> _Requirement_:
Extract every line of the listing from its first line down to the line containing "box: [0, 42, 407, 612]", both ends included, and reproduce them exactly. Leave the pictures out of your answer.
***** The records
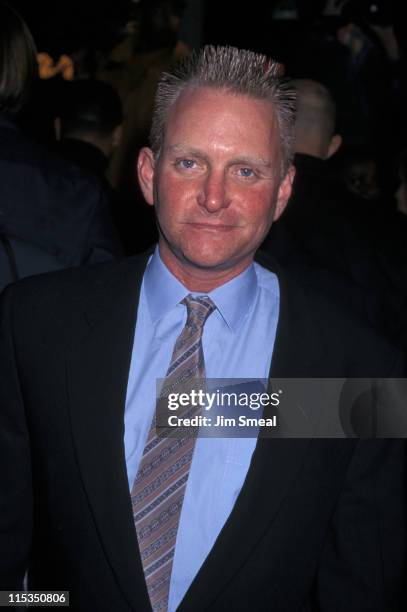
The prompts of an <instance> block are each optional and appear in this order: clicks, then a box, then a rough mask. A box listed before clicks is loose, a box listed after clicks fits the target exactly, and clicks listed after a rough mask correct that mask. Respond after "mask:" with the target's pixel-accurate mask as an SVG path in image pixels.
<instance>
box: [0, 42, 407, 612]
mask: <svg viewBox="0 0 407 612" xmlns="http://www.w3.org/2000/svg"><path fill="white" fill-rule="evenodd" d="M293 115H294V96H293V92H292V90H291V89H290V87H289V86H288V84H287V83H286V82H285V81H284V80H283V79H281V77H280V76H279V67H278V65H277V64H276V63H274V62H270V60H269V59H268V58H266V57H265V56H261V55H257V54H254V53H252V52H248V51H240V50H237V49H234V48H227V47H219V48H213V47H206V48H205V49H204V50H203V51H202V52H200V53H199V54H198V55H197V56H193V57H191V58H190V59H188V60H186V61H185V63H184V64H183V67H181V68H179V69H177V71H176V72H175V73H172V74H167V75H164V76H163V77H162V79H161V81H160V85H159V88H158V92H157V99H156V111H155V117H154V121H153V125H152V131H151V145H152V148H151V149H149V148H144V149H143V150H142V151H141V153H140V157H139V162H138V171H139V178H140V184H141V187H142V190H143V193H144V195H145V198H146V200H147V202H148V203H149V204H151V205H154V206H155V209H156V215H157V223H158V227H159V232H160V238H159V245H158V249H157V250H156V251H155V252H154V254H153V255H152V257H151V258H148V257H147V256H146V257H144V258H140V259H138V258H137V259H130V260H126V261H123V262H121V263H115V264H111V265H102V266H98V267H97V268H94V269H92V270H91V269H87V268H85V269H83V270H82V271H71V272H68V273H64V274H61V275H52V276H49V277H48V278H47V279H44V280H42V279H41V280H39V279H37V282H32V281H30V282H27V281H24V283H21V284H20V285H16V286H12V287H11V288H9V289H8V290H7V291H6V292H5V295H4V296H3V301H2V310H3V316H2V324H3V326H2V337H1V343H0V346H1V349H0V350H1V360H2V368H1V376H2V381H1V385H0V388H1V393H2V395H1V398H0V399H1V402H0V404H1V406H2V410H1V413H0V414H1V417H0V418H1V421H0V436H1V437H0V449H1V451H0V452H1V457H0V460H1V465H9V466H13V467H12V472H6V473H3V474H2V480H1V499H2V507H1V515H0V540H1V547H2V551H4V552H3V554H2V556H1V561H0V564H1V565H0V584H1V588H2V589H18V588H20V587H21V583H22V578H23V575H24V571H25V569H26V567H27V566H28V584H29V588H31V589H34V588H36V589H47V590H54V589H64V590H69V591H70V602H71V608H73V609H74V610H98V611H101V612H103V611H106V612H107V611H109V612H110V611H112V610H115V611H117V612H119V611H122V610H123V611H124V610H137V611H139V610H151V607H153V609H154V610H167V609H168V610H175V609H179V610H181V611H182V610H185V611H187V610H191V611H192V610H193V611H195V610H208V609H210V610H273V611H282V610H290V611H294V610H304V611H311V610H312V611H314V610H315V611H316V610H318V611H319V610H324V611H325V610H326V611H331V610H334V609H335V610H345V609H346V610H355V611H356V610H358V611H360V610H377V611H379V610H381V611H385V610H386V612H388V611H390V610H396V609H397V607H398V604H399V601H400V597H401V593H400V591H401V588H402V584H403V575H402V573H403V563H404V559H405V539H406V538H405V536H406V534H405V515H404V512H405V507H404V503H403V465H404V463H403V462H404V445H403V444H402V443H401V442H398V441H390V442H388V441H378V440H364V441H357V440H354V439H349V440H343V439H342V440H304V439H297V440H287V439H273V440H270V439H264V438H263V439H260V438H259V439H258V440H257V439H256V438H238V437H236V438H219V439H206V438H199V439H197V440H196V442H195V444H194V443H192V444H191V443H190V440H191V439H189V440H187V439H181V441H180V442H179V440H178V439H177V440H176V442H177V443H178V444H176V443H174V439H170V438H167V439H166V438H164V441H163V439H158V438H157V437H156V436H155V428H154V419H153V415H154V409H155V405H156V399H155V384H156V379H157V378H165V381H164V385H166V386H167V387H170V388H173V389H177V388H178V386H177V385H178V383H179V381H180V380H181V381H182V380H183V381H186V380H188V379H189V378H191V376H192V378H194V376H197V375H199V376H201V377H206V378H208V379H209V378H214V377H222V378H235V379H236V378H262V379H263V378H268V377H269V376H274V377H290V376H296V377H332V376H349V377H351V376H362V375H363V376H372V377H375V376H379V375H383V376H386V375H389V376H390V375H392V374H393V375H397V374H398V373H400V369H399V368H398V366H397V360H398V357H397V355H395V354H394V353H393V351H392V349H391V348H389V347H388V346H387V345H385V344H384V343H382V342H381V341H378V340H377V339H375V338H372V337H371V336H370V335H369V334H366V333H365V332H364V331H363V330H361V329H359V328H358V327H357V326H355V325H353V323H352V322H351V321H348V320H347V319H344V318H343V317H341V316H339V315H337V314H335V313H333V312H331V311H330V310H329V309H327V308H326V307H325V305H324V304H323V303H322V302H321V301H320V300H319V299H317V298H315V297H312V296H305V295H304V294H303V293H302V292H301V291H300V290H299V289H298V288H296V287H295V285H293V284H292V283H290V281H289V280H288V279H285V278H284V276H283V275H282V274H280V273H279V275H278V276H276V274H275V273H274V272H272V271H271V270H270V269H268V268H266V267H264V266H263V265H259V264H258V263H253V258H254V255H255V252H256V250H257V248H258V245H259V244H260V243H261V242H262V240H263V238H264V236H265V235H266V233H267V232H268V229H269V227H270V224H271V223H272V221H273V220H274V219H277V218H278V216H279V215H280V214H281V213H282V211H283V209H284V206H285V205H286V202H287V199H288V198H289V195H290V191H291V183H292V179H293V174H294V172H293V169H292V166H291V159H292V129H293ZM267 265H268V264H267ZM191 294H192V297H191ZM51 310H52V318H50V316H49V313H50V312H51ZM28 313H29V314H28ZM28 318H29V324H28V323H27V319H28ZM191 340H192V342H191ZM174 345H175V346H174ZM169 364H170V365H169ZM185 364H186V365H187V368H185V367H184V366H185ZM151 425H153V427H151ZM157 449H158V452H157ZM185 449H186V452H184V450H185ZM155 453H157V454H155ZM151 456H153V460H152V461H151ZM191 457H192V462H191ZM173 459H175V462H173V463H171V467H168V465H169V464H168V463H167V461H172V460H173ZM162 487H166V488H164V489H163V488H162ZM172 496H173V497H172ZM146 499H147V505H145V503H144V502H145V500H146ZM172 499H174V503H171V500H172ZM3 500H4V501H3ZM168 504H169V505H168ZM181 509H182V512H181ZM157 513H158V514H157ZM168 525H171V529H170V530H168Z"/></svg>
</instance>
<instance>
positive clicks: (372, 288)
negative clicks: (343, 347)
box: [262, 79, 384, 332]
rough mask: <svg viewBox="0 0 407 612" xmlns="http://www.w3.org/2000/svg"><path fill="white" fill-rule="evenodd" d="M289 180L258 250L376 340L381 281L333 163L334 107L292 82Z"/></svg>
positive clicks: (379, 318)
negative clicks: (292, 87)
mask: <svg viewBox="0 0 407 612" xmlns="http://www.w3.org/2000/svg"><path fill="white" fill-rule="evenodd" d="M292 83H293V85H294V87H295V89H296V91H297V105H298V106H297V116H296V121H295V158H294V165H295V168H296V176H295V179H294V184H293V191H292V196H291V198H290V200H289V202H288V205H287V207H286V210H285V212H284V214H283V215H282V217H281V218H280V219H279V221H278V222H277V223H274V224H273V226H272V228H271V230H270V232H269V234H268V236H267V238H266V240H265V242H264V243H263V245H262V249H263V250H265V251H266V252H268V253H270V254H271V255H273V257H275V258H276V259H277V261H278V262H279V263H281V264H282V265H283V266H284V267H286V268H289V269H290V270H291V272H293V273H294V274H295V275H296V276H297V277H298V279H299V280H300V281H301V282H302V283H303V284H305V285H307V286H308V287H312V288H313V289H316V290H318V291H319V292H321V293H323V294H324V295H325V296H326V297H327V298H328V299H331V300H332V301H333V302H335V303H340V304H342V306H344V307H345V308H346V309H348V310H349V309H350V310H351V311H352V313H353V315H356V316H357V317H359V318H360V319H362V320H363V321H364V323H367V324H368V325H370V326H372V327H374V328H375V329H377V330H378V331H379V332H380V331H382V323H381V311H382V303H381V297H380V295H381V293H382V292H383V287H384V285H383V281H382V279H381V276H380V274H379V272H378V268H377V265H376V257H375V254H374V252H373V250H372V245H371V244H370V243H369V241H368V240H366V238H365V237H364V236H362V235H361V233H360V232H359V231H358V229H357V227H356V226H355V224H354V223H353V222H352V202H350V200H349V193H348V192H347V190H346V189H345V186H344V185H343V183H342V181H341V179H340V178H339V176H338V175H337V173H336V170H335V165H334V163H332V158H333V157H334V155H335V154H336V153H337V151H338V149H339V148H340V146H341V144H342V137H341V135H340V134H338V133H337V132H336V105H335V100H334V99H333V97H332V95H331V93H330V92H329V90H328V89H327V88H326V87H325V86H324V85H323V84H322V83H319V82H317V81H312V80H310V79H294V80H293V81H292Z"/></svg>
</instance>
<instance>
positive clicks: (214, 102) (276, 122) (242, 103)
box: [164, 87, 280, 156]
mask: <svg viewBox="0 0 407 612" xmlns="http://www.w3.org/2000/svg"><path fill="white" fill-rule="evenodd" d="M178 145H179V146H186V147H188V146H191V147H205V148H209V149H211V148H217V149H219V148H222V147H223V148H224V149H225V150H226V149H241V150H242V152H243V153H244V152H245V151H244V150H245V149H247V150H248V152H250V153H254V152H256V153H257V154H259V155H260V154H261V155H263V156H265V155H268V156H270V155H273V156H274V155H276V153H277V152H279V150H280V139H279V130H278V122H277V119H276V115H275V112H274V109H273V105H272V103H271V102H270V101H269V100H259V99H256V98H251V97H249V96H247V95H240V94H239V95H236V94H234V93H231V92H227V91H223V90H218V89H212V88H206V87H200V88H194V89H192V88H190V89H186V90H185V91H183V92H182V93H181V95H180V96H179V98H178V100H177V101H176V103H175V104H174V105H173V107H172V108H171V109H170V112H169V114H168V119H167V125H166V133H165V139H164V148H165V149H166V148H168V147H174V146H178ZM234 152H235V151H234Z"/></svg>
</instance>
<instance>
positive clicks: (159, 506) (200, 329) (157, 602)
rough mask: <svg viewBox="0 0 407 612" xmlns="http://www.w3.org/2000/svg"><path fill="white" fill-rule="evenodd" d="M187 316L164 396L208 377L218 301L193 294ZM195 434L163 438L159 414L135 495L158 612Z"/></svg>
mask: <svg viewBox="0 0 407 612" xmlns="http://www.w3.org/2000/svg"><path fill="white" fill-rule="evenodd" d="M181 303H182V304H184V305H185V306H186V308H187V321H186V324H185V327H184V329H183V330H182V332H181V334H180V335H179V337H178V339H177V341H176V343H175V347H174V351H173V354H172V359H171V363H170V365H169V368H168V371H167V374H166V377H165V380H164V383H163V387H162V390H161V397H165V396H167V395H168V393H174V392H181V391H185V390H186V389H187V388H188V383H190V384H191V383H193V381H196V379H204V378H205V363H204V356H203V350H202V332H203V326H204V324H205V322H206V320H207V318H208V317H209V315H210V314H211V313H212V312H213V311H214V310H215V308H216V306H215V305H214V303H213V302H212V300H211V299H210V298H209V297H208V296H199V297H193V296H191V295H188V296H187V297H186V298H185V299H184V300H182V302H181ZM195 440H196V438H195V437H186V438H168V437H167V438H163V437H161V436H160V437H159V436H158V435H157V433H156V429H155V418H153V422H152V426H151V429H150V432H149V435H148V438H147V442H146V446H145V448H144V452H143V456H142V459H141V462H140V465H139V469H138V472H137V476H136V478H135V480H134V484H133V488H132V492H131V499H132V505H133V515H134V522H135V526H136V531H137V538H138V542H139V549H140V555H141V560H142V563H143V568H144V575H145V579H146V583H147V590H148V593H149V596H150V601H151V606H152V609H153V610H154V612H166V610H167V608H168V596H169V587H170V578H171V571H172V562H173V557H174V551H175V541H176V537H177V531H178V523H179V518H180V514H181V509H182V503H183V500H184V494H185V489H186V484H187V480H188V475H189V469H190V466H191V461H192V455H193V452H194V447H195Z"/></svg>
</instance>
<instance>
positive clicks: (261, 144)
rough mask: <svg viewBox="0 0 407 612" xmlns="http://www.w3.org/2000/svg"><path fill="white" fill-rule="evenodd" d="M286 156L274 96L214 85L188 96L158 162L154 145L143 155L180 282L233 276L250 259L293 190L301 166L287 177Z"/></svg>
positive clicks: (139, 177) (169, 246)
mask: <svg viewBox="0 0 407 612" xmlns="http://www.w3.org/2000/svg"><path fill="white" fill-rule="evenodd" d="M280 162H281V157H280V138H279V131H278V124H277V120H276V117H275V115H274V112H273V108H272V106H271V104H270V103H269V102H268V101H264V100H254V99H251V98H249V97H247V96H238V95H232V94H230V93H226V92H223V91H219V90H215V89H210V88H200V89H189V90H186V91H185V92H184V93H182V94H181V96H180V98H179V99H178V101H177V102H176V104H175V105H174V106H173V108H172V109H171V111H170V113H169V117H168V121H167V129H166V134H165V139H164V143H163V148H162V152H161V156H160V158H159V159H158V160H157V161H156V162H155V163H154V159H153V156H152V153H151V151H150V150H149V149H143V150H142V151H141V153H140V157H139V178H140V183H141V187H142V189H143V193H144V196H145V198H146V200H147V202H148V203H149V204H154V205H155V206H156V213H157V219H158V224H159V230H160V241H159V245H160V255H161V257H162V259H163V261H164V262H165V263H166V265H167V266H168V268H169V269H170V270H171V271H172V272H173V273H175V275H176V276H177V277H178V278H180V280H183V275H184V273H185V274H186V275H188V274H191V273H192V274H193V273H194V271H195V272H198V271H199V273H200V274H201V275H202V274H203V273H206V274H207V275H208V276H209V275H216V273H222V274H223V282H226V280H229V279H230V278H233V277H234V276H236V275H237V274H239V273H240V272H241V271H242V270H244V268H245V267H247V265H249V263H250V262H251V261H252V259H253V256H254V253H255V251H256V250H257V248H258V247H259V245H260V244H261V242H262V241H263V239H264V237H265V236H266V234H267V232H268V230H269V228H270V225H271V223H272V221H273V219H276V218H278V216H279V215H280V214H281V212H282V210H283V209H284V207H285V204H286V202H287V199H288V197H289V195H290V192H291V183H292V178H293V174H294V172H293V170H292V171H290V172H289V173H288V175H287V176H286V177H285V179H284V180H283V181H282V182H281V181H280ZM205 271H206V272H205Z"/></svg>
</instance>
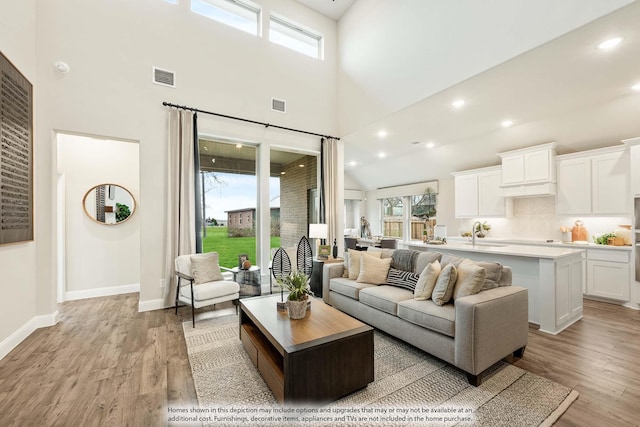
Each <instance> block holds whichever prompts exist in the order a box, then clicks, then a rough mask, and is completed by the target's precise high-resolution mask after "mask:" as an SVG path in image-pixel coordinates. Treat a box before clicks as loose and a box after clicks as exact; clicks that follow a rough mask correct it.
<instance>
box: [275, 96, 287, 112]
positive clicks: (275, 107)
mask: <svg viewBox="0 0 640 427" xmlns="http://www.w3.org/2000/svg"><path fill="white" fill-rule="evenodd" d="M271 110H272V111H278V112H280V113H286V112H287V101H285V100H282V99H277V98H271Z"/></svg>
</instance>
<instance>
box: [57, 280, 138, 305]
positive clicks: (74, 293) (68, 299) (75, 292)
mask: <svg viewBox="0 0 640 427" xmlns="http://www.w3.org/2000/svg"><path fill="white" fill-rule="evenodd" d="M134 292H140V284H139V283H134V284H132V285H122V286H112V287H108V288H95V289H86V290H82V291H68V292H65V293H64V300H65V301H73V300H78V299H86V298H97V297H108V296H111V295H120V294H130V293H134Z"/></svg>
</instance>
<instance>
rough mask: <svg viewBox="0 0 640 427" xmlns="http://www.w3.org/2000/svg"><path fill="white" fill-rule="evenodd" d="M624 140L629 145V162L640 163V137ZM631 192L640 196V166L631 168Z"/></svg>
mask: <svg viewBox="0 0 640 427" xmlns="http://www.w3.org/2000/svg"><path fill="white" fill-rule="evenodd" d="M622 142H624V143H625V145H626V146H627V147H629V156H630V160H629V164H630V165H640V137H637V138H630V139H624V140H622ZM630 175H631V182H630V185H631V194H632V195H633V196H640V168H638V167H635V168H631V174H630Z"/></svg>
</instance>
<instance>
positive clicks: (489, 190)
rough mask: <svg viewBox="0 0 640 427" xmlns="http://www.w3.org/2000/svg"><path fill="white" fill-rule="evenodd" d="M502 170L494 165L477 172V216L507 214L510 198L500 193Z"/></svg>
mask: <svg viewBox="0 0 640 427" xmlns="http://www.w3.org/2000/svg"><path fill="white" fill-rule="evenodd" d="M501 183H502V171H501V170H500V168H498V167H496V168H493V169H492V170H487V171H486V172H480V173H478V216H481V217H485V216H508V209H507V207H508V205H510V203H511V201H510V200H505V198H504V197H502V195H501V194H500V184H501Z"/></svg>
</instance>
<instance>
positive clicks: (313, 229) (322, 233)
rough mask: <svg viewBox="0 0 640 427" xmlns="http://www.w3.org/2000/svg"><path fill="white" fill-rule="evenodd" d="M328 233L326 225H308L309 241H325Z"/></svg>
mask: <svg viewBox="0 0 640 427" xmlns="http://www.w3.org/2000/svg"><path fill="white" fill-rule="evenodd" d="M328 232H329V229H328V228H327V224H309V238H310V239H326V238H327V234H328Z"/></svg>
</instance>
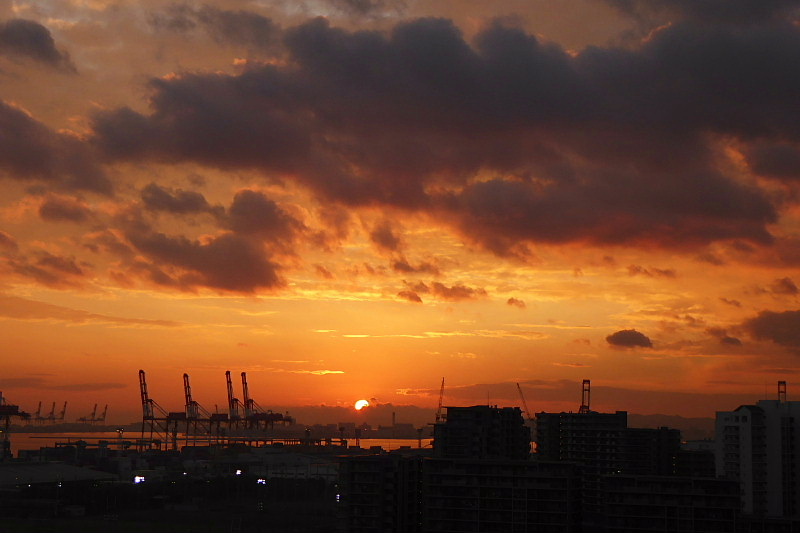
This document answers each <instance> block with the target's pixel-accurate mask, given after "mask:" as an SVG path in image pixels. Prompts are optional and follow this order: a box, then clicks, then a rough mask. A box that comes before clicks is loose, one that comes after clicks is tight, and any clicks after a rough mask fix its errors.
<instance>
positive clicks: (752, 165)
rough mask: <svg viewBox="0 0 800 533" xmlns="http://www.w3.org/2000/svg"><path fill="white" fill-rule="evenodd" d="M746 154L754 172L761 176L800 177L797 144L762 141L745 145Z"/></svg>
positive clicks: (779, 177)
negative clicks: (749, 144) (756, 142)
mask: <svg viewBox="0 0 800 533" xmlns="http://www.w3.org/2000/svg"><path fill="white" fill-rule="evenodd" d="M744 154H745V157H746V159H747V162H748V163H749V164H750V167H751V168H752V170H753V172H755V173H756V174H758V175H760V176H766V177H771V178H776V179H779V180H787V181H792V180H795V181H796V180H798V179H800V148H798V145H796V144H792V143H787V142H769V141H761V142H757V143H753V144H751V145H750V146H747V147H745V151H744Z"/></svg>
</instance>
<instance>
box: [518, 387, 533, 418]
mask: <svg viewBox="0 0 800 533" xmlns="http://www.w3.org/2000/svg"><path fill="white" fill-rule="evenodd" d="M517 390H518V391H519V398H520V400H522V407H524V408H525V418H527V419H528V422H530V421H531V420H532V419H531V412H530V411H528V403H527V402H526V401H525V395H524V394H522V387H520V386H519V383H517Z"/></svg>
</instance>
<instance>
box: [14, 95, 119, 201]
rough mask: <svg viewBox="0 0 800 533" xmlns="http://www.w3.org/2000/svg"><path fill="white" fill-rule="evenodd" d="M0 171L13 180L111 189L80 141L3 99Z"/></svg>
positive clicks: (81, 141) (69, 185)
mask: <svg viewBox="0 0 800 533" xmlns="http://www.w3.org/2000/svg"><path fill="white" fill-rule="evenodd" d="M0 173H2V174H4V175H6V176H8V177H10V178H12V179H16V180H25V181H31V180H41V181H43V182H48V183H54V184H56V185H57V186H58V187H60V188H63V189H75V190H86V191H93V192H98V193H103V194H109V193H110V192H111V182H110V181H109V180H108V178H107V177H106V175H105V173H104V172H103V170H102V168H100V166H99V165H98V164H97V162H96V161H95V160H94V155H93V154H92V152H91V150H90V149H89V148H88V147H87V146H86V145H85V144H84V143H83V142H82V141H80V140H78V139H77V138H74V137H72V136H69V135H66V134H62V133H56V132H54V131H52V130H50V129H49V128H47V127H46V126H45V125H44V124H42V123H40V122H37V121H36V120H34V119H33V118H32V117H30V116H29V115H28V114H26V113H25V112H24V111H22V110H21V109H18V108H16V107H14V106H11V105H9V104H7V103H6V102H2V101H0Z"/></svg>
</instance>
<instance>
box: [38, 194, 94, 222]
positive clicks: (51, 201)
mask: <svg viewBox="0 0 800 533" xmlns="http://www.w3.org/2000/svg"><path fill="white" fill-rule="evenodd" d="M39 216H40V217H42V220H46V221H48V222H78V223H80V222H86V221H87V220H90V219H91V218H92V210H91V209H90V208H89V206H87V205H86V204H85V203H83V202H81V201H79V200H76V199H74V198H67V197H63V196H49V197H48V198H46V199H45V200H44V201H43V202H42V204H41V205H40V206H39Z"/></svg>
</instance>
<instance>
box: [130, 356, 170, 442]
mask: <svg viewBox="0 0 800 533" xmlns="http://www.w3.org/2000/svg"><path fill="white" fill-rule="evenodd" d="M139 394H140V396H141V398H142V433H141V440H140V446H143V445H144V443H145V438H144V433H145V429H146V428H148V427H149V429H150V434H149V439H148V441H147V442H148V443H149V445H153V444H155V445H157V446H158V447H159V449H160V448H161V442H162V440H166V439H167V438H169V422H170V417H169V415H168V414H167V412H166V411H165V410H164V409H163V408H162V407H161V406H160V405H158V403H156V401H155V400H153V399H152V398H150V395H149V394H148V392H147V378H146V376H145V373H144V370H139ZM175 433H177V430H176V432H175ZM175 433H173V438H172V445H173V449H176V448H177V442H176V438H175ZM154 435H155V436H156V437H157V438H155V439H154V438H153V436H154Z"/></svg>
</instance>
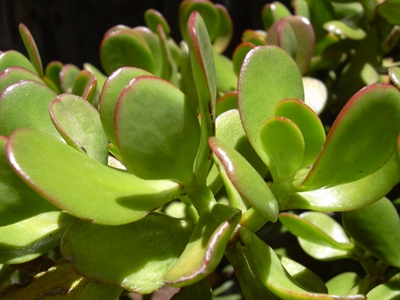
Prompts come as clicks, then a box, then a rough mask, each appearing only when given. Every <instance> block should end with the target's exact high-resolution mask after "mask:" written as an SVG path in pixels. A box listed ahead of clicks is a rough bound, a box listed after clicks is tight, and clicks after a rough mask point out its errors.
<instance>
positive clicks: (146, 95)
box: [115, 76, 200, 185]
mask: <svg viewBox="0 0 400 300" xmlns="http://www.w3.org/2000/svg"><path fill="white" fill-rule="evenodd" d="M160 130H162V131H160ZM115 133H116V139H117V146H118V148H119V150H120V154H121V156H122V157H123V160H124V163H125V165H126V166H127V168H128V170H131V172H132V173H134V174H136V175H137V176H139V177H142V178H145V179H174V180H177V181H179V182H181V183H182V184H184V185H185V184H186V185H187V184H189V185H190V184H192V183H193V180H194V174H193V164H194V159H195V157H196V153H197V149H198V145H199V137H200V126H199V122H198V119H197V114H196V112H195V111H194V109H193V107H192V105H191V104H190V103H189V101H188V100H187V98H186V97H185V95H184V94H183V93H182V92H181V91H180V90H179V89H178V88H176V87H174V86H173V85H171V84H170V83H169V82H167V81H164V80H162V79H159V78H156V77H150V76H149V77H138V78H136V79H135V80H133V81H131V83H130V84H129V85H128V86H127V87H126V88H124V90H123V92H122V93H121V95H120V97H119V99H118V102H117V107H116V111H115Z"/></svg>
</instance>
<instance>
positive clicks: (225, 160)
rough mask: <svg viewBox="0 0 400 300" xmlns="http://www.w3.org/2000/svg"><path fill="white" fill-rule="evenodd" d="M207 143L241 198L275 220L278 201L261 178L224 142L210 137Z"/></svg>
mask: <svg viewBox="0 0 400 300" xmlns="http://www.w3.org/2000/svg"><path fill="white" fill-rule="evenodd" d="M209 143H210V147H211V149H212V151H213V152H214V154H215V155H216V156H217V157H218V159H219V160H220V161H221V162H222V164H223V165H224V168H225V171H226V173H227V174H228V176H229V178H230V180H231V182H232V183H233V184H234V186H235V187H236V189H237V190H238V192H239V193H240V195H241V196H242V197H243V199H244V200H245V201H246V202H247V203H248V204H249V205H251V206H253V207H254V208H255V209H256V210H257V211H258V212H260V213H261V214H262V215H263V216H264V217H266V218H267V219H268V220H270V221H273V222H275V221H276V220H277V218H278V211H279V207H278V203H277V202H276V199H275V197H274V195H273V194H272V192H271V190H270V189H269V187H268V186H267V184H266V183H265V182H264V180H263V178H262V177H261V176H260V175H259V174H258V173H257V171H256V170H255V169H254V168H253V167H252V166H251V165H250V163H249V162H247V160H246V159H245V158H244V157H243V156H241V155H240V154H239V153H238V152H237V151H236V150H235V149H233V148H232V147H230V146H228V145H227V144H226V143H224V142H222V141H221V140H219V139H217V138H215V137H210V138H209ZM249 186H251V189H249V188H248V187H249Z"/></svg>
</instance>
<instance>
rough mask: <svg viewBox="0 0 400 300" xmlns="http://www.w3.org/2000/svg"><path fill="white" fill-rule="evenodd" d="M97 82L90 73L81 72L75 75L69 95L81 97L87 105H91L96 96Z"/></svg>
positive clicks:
**********
> _Result of this exercise_:
The prompts of an <instance> block are each optional and appear in this order: clicks, then a box, then a rough mask. A box listed before clicks is loose, a box listed after clicks fits the target exactly, and clicks listed after a rough mask correct that mask. Respond after "mask:" with the target's pixel-accurate mask as an SVG path in image pixels.
<instance>
box: [0, 42, 407, 612]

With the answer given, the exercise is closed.